Work instructions:
In the records below, find the line containing "Where can you spot the tabby" and restate it and all lines after it exactly, through the last line.

Working data:
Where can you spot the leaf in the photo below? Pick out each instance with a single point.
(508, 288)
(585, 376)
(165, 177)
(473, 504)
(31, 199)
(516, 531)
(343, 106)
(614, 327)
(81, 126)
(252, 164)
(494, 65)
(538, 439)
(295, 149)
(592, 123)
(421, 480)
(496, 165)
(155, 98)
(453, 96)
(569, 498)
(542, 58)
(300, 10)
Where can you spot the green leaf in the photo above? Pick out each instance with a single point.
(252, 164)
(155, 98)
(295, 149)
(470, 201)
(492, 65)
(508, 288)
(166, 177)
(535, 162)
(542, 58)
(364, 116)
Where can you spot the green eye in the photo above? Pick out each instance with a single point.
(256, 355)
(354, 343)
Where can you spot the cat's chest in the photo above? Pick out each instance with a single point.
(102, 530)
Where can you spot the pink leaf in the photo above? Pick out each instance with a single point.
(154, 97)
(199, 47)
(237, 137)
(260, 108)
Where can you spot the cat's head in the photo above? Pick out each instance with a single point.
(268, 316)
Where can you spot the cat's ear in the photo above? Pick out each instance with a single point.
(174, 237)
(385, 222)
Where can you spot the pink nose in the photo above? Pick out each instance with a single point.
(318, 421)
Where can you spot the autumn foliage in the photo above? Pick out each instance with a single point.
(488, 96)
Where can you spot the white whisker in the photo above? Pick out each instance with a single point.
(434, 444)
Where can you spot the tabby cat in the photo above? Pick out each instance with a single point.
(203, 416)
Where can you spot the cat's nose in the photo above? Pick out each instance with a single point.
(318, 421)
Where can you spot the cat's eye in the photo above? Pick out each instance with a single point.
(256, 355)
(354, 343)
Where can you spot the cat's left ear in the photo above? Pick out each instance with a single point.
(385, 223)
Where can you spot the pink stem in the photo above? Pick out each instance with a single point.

The completed task:
Where can you spot the tabby cat in the photo above? Pick out each instance with a single point.
(203, 416)
Where can you spot the cat's nose in the photo above? Pick out each instance with a single point.
(318, 421)
Where can you spot the cat's eye in the photo above? Pick out each instance with a single point.
(256, 355)
(354, 343)
Where can you spot the cat's left ear in the photo above? Pick out each instance with a single point.
(385, 223)
Where can you spot the pink stem in the photo above? Pick out each instance with a single point.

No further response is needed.